(Dataset excerpt)
※ ※ ※
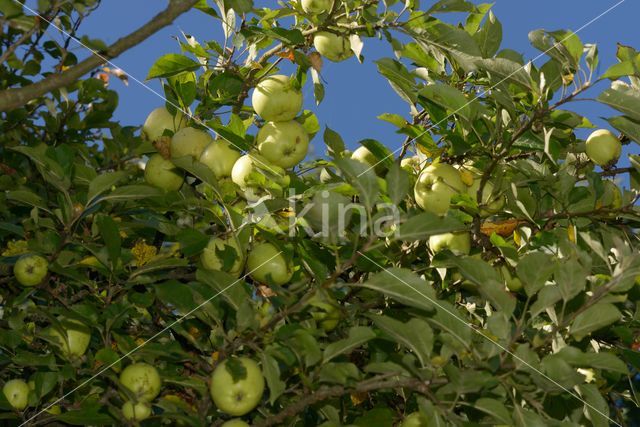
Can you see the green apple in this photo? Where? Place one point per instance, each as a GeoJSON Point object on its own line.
{"type": "Point", "coordinates": [143, 380]}
{"type": "Point", "coordinates": [220, 157]}
{"type": "Point", "coordinates": [73, 340]}
{"type": "Point", "coordinates": [283, 144]}
{"type": "Point", "coordinates": [612, 197]}
{"type": "Point", "coordinates": [136, 411]}
{"type": "Point", "coordinates": [328, 312]}
{"type": "Point", "coordinates": [17, 393]}
{"type": "Point", "coordinates": [160, 120]}
{"type": "Point", "coordinates": [328, 212]}
{"type": "Point", "coordinates": [255, 175]}
{"type": "Point", "coordinates": [332, 46]}
{"type": "Point", "coordinates": [30, 270]}
{"type": "Point", "coordinates": [189, 142]}
{"type": "Point", "coordinates": [603, 148]}
{"type": "Point", "coordinates": [213, 259]}
{"type": "Point", "coordinates": [241, 396]}
{"type": "Point", "coordinates": [366, 157]}
{"type": "Point", "coordinates": [275, 99]}
{"type": "Point", "coordinates": [458, 243]}
{"type": "Point", "coordinates": [267, 264]}
{"type": "Point", "coordinates": [435, 187]}
{"type": "Point", "coordinates": [316, 7]}
{"type": "Point", "coordinates": [415, 419]}
{"type": "Point", "coordinates": [163, 174]}
{"type": "Point", "coordinates": [237, 422]}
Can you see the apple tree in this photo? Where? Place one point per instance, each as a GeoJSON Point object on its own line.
{"type": "Point", "coordinates": [200, 269]}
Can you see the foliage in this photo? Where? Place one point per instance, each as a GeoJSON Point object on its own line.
{"type": "Point", "coordinates": [449, 336]}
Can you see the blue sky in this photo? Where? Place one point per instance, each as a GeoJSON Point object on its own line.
{"type": "Point", "coordinates": [355, 93]}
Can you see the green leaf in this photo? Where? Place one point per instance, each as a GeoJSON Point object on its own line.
{"type": "Point", "coordinates": [416, 335]}
{"type": "Point", "coordinates": [397, 183]}
{"type": "Point", "coordinates": [489, 36]}
{"type": "Point", "coordinates": [451, 99]}
{"type": "Point", "coordinates": [534, 269]}
{"type": "Point", "coordinates": [363, 178]}
{"type": "Point", "coordinates": [595, 317]}
{"type": "Point", "coordinates": [403, 286]}
{"type": "Point", "coordinates": [103, 182]}
{"type": "Point", "coordinates": [358, 335]}
{"type": "Point", "coordinates": [495, 409]}
{"type": "Point", "coordinates": [626, 126]}
{"type": "Point", "coordinates": [170, 65]}
{"type": "Point", "coordinates": [271, 372]}
{"type": "Point", "coordinates": [625, 100]}
{"type": "Point", "coordinates": [423, 225]}
{"type": "Point", "coordinates": [334, 142]}
{"type": "Point", "coordinates": [111, 235]}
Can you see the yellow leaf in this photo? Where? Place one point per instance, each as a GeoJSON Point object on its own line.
{"type": "Point", "coordinates": [143, 253]}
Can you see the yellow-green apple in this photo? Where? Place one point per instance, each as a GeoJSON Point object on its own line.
{"type": "Point", "coordinates": [136, 411]}
{"type": "Point", "coordinates": [332, 46]}
{"type": "Point", "coordinates": [275, 99]}
{"type": "Point", "coordinates": [233, 395]}
{"type": "Point", "coordinates": [141, 379]}
{"type": "Point", "coordinates": [267, 264]}
{"type": "Point", "coordinates": [435, 187]}
{"type": "Point", "coordinates": [603, 148]}
{"type": "Point", "coordinates": [220, 157]}
{"type": "Point", "coordinates": [73, 339]}
{"type": "Point", "coordinates": [189, 142]}
{"type": "Point", "coordinates": [30, 270]}
{"type": "Point", "coordinates": [160, 120]}
{"type": "Point", "coordinates": [283, 144]}
{"type": "Point", "coordinates": [163, 174]}
{"type": "Point", "coordinates": [17, 393]}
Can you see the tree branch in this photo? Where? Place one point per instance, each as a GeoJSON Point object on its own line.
{"type": "Point", "coordinates": [326, 392]}
{"type": "Point", "coordinates": [15, 98]}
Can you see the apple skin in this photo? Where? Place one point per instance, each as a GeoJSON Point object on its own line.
{"type": "Point", "coordinates": [458, 243]}
{"type": "Point", "coordinates": [316, 7]}
{"type": "Point", "coordinates": [237, 398]}
{"type": "Point", "coordinates": [30, 270]}
{"type": "Point", "coordinates": [283, 144]}
{"type": "Point", "coordinates": [212, 261]}
{"type": "Point", "coordinates": [254, 175]}
{"type": "Point", "coordinates": [435, 187]}
{"type": "Point", "coordinates": [17, 393]}
{"type": "Point", "coordinates": [77, 339]}
{"type": "Point", "coordinates": [162, 174]}
{"type": "Point", "coordinates": [220, 157]}
{"type": "Point", "coordinates": [324, 213]}
{"type": "Point", "coordinates": [189, 142]}
{"type": "Point", "coordinates": [603, 148]}
{"type": "Point", "coordinates": [235, 423]}
{"type": "Point", "coordinates": [160, 120]}
{"type": "Point", "coordinates": [266, 264]}
{"type": "Point", "coordinates": [332, 46]}
{"type": "Point", "coordinates": [276, 100]}
{"type": "Point", "coordinates": [414, 419]}
{"type": "Point", "coordinates": [143, 380]}
{"type": "Point", "coordinates": [136, 411]}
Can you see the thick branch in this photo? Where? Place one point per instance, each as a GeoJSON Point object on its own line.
{"type": "Point", "coordinates": [15, 98]}
{"type": "Point", "coordinates": [325, 393]}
※ ※ ※
Give back exactly the lines from the line holding "Can you see the tree" through the last line of the listing, including both.

• **Answer to this task**
Can you see the tree branch in this photo? Where? Place one point per instance, each as a GeoJSON Point object on its own line.
{"type": "Point", "coordinates": [326, 392]}
{"type": "Point", "coordinates": [15, 98]}
Can you see the apple skin in this photo? Where? Place one point per instance, each as a GeoJSON Point object on its own line.
{"type": "Point", "coordinates": [458, 243]}
{"type": "Point", "coordinates": [316, 7]}
{"type": "Point", "coordinates": [237, 398]}
{"type": "Point", "coordinates": [30, 270]}
{"type": "Point", "coordinates": [283, 144]}
{"type": "Point", "coordinates": [212, 261]}
{"type": "Point", "coordinates": [254, 175]}
{"type": "Point", "coordinates": [435, 187]}
{"type": "Point", "coordinates": [17, 393]}
{"type": "Point", "coordinates": [77, 339]}
{"type": "Point", "coordinates": [162, 174]}
{"type": "Point", "coordinates": [220, 157]}
{"type": "Point", "coordinates": [324, 213]}
{"type": "Point", "coordinates": [189, 142]}
{"type": "Point", "coordinates": [603, 148]}
{"type": "Point", "coordinates": [235, 423]}
{"type": "Point", "coordinates": [160, 120]}
{"type": "Point", "coordinates": [266, 264]}
{"type": "Point", "coordinates": [332, 46]}
{"type": "Point", "coordinates": [276, 100]}
{"type": "Point", "coordinates": [414, 419]}
{"type": "Point", "coordinates": [143, 380]}
{"type": "Point", "coordinates": [136, 411]}
Can you see the thick branch in this photo? Where? Place one point per instance, each as a GeoJSON Point object on its own line.
{"type": "Point", "coordinates": [15, 98]}
{"type": "Point", "coordinates": [325, 393]}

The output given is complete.